Information supplied:
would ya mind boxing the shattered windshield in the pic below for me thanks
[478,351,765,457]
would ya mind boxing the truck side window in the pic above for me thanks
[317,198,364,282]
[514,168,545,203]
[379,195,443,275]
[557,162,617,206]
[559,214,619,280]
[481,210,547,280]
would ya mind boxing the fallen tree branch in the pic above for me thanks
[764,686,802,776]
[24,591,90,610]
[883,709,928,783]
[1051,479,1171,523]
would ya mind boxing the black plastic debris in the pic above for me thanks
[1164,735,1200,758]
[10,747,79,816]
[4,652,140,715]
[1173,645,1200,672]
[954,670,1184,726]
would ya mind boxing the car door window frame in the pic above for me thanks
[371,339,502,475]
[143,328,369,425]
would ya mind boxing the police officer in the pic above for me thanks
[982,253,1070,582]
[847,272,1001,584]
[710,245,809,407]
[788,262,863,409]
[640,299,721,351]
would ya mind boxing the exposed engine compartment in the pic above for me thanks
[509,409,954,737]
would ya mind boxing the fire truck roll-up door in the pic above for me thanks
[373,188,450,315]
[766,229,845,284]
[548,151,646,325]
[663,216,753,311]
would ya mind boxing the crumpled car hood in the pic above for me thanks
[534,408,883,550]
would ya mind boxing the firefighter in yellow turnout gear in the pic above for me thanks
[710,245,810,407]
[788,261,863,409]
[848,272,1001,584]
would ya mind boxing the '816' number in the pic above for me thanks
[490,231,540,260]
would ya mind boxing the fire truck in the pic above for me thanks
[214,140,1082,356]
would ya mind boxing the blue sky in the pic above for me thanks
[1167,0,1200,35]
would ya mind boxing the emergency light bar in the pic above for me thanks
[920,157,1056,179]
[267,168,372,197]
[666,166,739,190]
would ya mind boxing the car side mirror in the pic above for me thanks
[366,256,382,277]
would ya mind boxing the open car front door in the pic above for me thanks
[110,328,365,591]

Exercise prompt: Go to the line holding "would ya mind boxing the '816'" in the entries above and return it, along with every line after it, exactly as written.

Exercise output:
would ya mind boxing the '816' number in the pic above for me thanks
[490,231,540,260]
would ya mind boxing the fire truck in the pic above for me thanks
[214,140,1082,356]
would ya mind boxing the blue sky in the pic above for me thanks
[1167,0,1200,35]
would ya mind boxing the emergency light bar in the pic above for me thanks
[920,157,1056,179]
[267,168,372,197]
[666,166,739,190]
would ya mind boxing the car side mirror in the pic above for me thanks
[366,256,382,277]
would ya mind boxing the open car front door in the pic above for me thanks
[110,328,365,591]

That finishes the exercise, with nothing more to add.